• Exercise requirements:
- A) In the thread on estimating the probability of a binary event, roughly how many {r, A} pairs were collected?
- B) Render this sentence from the thread on estimating the probability of a binary event into Spanish: "The event is binary, so the outcome is either $0$ or $1$."
- C) Supply a continuation of the thread on estimating the probability of a binary event, picking up after its final sentence.

• Selected extract:
-------

4
$\begingroup$

Let's say we have a parameter $r$ and a binary event $A$ repeatedly happens. The event is binary, so the outcome is either $0$ or $1$. We have collected a lot of data of the form $\{\{r_1,A_1\},\{r_2,A_2\},\cdots,\{r_n,A_n\}\}$ where $r_i\in\mathbb{R}$ and $A_i\in\{0,1\}$.

For example: $\{\{-3,0\},\{-2,1\},\{2,1\},\{2,1\},\{1,0\}\}$

Can we somehow estimate the probability of $A$ being $1$ for a certain $r$. From the example data, it seems when $r=2$ that $A=1$ quite certainly. But the data sample is very very large and I'm totally at a loss at how to estimate this probability. When there are a lot of positive outcomes for certain values of $r$ than that increases the probability of a positive outcome for other values close to $r$.

How can all this be accumulated in order to predict (and how confidently) the probability of a positive outcome once we set an arbitrary $r$?

  • 0
    About 130000 $\{r,A\}$-pairs.2011-10-06

1 Answers 1

4

Your data follow a bivariate distribution with one variable being either 0 or 1. So you should filter your data into $r_{i|0}$ and $r_{i|1}$, and either construct histograms for each type, or perform smooth kernel density estimation, assuming that $r$ follows a continuous distribution, or perform parameter fitting for a suitable family of parametric distributions.

-------

Position identification records
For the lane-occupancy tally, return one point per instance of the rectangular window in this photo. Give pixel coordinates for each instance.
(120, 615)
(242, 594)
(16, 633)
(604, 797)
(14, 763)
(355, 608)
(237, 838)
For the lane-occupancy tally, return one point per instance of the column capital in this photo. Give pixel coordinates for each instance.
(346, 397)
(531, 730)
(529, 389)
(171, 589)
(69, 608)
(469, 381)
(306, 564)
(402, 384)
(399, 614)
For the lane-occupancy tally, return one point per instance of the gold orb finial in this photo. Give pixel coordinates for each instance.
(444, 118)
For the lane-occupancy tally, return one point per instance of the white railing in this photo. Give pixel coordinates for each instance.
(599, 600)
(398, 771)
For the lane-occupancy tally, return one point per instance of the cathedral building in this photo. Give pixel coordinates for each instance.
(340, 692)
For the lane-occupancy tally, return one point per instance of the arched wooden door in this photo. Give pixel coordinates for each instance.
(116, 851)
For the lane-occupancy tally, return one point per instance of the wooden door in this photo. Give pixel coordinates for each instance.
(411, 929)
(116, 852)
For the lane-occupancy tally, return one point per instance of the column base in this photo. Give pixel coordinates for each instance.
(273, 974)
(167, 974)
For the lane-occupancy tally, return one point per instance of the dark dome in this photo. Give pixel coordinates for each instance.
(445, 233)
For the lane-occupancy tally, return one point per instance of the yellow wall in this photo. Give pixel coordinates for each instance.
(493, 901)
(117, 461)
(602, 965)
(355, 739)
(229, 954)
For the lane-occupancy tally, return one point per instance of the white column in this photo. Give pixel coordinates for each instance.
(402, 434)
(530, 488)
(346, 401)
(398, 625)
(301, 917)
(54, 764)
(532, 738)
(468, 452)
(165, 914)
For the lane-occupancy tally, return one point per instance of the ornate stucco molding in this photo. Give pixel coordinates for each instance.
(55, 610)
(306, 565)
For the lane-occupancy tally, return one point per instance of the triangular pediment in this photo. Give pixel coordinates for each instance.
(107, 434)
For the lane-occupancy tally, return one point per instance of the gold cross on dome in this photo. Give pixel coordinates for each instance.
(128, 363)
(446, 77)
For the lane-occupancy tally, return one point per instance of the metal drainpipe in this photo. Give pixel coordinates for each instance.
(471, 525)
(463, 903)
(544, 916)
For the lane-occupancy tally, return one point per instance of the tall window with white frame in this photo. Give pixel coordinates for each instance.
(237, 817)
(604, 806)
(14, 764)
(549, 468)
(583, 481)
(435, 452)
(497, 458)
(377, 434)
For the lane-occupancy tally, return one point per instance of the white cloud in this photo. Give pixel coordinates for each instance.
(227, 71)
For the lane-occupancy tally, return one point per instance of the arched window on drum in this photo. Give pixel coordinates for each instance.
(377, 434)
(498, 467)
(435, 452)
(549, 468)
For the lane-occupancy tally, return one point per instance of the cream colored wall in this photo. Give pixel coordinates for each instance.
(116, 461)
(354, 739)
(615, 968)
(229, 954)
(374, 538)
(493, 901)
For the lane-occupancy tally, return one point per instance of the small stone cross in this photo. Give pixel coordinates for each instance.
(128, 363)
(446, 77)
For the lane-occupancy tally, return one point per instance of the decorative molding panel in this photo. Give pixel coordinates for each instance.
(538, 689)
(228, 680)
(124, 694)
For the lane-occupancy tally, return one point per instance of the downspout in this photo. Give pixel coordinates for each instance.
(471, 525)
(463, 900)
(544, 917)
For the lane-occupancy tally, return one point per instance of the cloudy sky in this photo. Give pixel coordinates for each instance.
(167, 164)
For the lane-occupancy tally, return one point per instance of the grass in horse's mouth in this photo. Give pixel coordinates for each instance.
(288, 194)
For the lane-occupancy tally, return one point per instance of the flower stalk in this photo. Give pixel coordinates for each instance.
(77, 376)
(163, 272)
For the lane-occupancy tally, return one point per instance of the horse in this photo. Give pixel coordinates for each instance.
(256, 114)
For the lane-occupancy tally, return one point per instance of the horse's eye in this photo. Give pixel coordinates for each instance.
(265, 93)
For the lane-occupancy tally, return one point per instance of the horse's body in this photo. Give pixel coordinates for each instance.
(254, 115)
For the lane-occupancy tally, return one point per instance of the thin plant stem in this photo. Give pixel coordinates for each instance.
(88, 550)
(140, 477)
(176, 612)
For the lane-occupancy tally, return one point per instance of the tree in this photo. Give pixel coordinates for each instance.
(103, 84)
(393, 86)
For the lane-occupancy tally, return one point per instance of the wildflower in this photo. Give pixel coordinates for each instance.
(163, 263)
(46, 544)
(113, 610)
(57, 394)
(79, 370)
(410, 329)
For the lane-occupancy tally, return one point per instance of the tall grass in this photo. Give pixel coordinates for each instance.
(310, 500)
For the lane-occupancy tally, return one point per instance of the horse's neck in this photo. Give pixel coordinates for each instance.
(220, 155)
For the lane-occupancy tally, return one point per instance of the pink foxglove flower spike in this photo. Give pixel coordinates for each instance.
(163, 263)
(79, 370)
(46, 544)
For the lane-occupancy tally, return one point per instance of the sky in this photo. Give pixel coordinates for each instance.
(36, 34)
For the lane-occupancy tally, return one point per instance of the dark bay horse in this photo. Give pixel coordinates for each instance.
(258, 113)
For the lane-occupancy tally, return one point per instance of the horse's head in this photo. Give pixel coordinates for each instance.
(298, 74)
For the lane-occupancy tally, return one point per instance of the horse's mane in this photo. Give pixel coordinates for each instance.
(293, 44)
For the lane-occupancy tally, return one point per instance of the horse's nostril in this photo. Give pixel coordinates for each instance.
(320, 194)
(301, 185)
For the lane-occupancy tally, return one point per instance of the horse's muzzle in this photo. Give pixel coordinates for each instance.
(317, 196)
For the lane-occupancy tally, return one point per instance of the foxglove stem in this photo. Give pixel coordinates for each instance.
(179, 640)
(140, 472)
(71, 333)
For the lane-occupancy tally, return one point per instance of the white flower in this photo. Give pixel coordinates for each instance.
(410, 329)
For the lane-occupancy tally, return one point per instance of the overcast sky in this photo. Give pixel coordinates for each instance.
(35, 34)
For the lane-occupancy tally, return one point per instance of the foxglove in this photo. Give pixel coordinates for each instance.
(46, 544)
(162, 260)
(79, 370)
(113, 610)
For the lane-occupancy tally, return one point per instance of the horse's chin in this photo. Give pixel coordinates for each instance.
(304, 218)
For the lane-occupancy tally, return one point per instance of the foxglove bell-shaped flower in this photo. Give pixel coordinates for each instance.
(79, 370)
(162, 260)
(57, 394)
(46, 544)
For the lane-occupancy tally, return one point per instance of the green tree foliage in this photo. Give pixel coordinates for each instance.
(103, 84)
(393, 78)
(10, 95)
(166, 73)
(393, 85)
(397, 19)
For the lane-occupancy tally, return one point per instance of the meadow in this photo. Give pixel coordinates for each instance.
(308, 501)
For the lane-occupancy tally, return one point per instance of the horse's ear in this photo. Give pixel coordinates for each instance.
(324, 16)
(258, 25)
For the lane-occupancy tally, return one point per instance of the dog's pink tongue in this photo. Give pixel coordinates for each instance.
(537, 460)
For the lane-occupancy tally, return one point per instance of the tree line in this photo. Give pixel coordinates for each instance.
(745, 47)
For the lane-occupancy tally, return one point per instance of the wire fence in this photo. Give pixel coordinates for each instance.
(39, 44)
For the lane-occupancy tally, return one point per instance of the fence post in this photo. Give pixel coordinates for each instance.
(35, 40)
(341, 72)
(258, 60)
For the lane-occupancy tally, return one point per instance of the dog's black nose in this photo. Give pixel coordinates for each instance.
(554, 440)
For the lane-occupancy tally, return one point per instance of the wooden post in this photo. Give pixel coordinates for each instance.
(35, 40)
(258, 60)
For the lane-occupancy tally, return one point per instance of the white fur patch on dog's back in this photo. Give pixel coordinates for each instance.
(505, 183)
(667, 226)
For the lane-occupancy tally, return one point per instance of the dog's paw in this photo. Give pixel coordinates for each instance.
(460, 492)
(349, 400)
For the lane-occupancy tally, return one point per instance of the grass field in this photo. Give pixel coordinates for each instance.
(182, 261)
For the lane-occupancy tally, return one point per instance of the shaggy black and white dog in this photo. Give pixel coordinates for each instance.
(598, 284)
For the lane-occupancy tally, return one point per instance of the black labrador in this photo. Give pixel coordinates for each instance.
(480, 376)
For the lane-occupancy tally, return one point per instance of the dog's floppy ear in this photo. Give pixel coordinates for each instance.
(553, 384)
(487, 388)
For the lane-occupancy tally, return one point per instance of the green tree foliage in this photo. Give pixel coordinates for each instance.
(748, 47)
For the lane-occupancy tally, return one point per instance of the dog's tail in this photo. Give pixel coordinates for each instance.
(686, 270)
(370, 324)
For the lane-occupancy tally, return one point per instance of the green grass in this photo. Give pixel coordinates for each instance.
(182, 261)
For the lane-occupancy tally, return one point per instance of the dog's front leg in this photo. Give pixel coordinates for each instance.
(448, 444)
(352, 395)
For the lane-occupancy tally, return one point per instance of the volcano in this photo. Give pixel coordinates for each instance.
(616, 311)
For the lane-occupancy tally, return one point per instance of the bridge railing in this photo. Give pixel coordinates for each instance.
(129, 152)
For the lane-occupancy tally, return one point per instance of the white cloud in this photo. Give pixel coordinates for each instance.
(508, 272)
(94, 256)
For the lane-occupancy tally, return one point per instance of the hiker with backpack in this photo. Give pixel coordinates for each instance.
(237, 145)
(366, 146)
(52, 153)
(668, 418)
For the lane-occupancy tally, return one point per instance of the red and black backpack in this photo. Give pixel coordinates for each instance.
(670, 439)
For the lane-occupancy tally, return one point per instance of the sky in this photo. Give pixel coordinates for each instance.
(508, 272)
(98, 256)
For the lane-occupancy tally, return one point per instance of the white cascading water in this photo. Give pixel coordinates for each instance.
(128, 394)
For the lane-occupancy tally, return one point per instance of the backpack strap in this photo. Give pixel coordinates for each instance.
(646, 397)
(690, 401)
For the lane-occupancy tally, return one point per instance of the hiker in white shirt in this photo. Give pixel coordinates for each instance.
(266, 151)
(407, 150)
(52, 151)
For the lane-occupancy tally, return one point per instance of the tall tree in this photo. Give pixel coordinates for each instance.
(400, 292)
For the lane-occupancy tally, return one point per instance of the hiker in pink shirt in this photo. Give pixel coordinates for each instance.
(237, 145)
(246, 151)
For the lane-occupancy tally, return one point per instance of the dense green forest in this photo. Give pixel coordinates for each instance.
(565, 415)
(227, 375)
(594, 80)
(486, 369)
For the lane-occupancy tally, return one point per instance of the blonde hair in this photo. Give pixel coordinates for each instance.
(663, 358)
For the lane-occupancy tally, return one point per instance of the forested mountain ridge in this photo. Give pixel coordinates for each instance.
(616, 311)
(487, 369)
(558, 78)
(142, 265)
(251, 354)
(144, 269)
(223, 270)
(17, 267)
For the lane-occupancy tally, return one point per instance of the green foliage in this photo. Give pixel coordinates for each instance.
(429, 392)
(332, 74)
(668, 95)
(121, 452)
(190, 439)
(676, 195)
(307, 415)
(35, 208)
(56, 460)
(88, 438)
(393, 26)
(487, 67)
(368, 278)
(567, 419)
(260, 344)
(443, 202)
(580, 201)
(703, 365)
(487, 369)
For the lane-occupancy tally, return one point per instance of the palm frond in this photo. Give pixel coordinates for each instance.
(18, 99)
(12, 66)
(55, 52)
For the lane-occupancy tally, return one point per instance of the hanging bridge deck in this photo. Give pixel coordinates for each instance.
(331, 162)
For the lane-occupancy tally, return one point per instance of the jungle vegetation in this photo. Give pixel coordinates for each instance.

-------

• Replies:
- A) About 130,000 pairs.

- B) El evento es binario, así que el resultado es $0$ o $1$.

- C)
Assume that that was done and frame you question in probabilistic language. Knowing what you need might help you find the shortcut to the answer.

I know this is a vague answer, but you've got to precise your question for me to try to do better.


Added: Given that OP intends $r$ to be a continuous variable, it is better to condition on a non-measure zero event. For a continuous variable, the probability that it equals $4.23$ is zero. It is better to condition that $r$ is within some, possibly small interval.

Here is Mathematica simulation based on a fictitious dataset:

enter image description here

To do it on your own, count the number of graduating students from your dataset with their grade in the specified range, and divide over the total number of students with grades in that range.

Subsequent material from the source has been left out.